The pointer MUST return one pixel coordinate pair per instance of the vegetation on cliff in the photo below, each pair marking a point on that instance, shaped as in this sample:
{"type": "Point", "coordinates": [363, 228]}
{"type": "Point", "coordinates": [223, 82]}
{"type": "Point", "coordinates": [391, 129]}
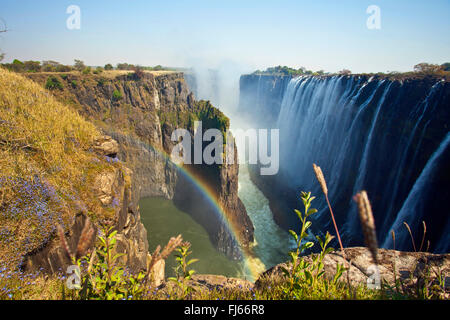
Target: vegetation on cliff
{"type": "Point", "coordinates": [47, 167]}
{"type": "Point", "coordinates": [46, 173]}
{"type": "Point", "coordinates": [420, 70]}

• • • • • • •

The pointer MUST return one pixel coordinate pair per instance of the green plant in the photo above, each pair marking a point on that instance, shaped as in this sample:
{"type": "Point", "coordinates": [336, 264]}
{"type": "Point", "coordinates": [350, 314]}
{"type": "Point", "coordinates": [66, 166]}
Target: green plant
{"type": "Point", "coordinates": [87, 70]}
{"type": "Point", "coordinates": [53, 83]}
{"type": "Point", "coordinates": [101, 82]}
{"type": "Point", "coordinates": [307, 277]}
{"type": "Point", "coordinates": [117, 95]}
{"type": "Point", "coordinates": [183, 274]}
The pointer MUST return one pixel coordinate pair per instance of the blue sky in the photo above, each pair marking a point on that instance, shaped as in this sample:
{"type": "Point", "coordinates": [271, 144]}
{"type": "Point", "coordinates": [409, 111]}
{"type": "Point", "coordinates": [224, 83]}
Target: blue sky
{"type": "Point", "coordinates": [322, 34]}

• • • • • • •

### TO BE DONE
Report how many of the lines above contain the word "blue". Give only the number.

### SOLUTION
2